::: Selected excerpt :::

26. Although this Notification of Sale was in compliance with the Auctioneers Rules, 1997, no valid notice could ensue subsequent to an improperly posted requisite statutory notice. It was therefore the finding and holding of this court that the said Notification of Sale by M/S Thaara Auctioneers was invalidated by the fact that proper service of the Notice under Section 96(2) of the Land Act upon the Plaintiff had not been demonstrated by the Defendant.
27. It is important to point out that improper service of a statutory notice is not in itself a sufficient reason for granting an injunction pending the hearing and determination of a suit more so where a party had admitted to a debt. In this regard, this court did not therefore find that this was a suitable case where it could grant an injunction pending the hearing and determination.
28. The circumstances of the case herein were distinguishable from the case of HCCC No 31 of 2013 Fredrick A. Makumbi vs Kenya Commercial Bank Limited (unreported)that was relied upon by the Plaintiff where Kasango J had in her Ruling of 23rd August 2013 granted such an injunction pending the hearing and determination of the suit which injunction she subsequently vacated in her Ruling of 18th September 2014 as the issue before the learned judge for determination related to the applicability of repealed law.

:::

§ Problems to work on
[1] According to the ruling excerpt, which auctioneers issued the Notification of Sale?
[2] From the ruling excerpt, extract the passage between "28. The circumstances" and "of repealed law.", inclusive.
[3] According to the ruling excerpt, why did the court hold the Notification of Sale invalid even though it complied with the Auctioneers Rules, 1997?

::: Information provided :::

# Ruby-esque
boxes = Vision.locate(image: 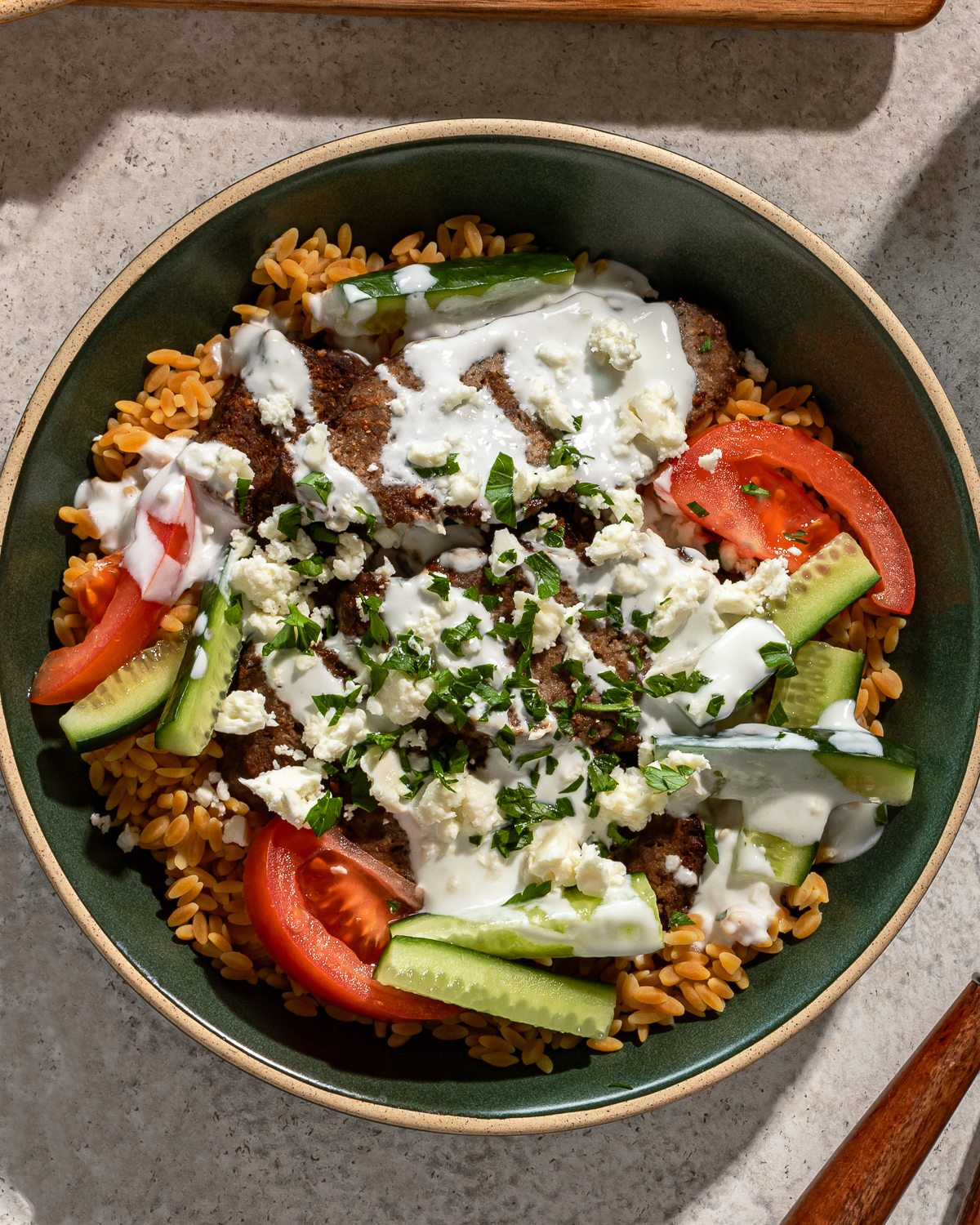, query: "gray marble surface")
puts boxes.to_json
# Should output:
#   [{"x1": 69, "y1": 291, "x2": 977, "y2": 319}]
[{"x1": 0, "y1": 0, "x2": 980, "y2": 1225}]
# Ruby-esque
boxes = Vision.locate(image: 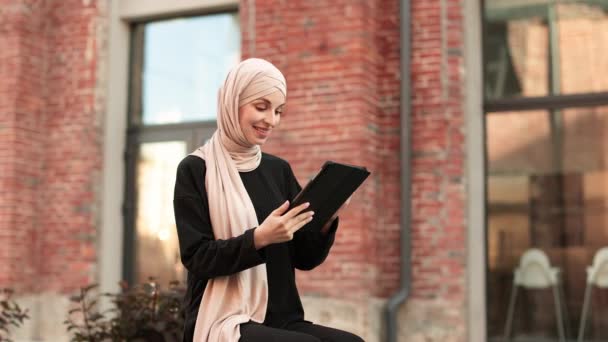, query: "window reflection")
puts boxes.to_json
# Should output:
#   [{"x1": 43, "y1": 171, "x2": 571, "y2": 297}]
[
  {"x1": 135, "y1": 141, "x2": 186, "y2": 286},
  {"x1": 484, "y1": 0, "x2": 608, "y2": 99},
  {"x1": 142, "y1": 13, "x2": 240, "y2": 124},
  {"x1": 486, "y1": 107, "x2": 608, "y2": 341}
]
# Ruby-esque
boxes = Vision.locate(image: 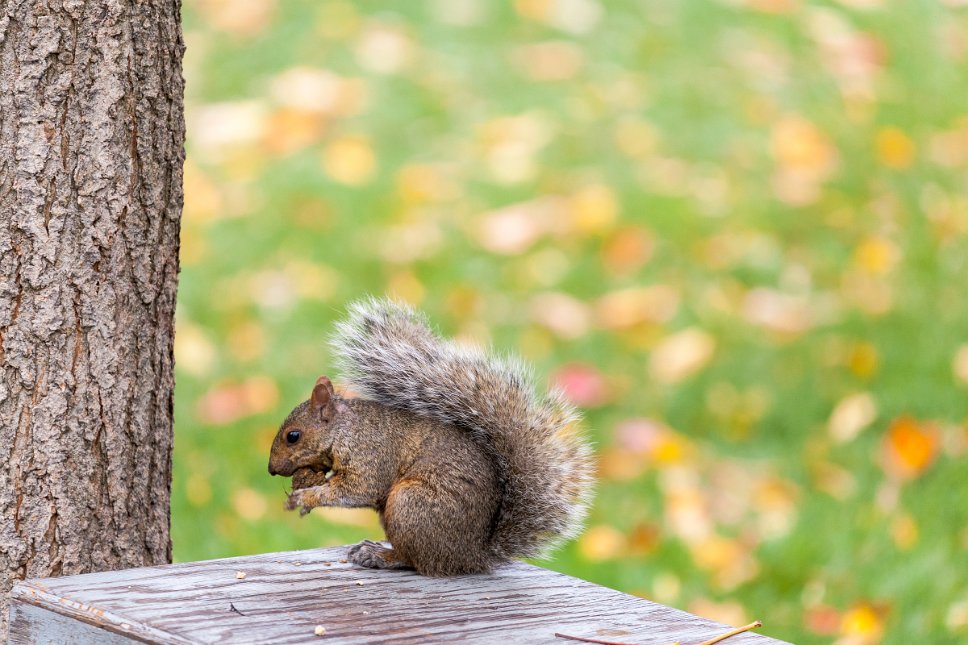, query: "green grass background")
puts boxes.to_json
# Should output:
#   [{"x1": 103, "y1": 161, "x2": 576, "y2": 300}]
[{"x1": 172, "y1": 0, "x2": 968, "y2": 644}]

:::

§ Final answers
[1] M/S Thaara Auctioneers

[2]
28. The circumstances of the case herein were distinguishable from the case of HCCC No 31 of 2013 Fredrick A. Makumbi vs Kenya Commercial Bank Limited (unreported)that was relied upon by the Plaintiff where Kasango J had in her Ruling of 23rd August 2013 granted such an injunction pending the hearing and determination of the suit which injunction she subsequently vacated in her Ruling of 18th September 2014 as the issue before the learned judge for determination related to the applicability of repealed law.

[3] The Defendant had not demonstrated proper service upon the Plaintiff of the Notice under Section 96(2) of the Land Act. No valid notice could follow an improperly posted statutory notice, so that failure invalidated the Notification of Sale.